Provided material below:
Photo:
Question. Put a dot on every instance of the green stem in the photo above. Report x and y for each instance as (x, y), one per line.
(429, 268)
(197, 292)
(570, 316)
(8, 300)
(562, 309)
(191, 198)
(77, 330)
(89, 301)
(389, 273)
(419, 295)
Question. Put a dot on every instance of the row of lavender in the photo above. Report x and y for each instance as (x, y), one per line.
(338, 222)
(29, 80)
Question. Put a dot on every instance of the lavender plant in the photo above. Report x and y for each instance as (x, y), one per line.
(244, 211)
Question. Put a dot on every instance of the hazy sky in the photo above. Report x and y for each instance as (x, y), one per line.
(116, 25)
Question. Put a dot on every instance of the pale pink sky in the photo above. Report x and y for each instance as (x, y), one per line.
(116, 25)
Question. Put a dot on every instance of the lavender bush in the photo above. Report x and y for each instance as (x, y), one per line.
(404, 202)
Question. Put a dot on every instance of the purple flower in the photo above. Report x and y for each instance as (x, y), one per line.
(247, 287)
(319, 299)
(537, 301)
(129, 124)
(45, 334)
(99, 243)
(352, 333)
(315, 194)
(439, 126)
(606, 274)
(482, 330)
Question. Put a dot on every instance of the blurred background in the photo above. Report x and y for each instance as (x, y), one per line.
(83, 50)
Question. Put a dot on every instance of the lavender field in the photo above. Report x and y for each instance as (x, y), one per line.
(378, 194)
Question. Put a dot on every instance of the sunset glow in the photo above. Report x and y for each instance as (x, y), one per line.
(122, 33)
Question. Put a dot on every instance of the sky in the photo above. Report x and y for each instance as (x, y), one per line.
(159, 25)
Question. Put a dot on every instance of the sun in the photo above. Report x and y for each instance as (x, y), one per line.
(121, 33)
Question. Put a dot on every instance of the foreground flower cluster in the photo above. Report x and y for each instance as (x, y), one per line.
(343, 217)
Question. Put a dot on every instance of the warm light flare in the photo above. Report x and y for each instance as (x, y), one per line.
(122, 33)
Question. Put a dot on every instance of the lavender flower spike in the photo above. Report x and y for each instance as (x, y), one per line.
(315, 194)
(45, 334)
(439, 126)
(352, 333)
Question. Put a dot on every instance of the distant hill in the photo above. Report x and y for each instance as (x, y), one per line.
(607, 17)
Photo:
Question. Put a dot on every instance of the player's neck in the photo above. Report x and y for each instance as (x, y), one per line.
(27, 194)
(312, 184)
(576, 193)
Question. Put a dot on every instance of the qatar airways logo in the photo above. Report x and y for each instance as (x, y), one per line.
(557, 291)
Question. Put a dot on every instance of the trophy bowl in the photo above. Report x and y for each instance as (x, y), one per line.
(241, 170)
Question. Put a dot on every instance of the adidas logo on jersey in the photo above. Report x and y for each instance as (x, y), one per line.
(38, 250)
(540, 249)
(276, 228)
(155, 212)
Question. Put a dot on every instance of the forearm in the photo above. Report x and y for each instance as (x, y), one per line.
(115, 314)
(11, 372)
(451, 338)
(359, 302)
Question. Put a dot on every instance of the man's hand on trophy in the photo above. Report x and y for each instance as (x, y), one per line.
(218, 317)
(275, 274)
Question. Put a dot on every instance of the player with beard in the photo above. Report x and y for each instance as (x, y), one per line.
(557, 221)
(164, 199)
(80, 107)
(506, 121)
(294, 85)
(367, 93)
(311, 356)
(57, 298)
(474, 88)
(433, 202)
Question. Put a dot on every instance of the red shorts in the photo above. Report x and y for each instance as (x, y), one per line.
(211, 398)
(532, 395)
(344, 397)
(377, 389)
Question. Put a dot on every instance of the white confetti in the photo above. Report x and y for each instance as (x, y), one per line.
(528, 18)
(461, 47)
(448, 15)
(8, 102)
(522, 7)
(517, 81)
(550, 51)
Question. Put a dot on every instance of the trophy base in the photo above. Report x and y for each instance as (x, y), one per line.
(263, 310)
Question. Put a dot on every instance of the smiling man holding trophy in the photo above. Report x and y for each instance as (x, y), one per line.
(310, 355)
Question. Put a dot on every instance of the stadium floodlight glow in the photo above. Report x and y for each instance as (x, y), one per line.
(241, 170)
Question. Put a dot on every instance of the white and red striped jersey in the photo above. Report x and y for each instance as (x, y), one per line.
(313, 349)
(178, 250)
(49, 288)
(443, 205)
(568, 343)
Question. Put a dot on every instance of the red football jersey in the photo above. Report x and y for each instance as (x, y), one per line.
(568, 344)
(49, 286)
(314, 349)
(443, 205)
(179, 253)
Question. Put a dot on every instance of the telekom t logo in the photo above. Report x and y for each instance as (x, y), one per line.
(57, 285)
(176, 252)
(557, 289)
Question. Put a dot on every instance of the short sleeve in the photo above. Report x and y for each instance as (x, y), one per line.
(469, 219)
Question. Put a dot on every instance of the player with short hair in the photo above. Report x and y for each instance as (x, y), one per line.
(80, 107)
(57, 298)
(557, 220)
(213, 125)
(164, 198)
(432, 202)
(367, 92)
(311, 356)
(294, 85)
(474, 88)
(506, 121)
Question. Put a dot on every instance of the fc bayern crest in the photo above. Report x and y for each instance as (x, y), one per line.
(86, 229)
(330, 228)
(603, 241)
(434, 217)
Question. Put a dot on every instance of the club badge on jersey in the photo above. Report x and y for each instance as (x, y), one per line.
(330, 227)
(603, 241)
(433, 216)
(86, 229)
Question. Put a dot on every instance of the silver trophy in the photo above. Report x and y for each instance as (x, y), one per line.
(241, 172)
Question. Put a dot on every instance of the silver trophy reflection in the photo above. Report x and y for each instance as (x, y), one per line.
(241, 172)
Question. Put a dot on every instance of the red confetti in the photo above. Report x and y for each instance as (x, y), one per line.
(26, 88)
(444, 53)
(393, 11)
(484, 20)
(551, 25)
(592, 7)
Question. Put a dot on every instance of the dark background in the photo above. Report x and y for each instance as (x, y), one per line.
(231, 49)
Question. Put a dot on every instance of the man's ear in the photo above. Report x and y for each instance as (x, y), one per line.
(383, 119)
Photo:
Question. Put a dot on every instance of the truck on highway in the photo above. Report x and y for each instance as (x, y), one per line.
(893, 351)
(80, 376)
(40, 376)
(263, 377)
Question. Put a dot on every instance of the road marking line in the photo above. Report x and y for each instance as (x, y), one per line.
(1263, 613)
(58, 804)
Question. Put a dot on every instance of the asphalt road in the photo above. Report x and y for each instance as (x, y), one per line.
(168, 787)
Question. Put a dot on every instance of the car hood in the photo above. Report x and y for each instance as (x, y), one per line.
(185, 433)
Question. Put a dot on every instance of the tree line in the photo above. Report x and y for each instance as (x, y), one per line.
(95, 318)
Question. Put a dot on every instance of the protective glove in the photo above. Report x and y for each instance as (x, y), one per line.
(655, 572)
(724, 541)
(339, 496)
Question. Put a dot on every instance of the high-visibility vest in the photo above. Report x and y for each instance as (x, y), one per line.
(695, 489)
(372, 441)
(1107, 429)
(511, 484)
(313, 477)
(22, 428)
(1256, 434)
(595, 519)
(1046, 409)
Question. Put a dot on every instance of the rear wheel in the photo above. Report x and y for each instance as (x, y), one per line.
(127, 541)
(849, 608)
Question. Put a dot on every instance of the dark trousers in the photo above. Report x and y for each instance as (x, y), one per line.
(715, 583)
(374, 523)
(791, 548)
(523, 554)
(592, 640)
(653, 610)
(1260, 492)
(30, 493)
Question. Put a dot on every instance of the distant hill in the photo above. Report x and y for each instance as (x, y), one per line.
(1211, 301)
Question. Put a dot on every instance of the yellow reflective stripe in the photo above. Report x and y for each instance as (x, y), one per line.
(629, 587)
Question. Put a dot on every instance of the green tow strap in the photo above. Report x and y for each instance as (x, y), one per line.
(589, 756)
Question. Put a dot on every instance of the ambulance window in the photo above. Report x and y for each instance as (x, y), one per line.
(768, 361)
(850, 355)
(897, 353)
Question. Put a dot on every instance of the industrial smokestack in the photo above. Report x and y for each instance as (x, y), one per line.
End of Provided material.
Task ->
The line containing "Question. Put a dot on every instance of the green tow" marks the start. Repeat it and every line after it to the end of the listing above, exactly.

Answer box ->
Question. Put a dot on every instance of the green tow strap in the photo above. Report x and y for each instance as (x, y), one per line.
(589, 756)
Question. Put a dot on every instance of the ambulance window in the photo above. Report x and y for each instance as (x, y), one per line.
(768, 361)
(850, 355)
(897, 353)
Question. Put a dot on every instance of the industrial smokestack in the photo above. Report x and y for each instance as (x, y), one per line.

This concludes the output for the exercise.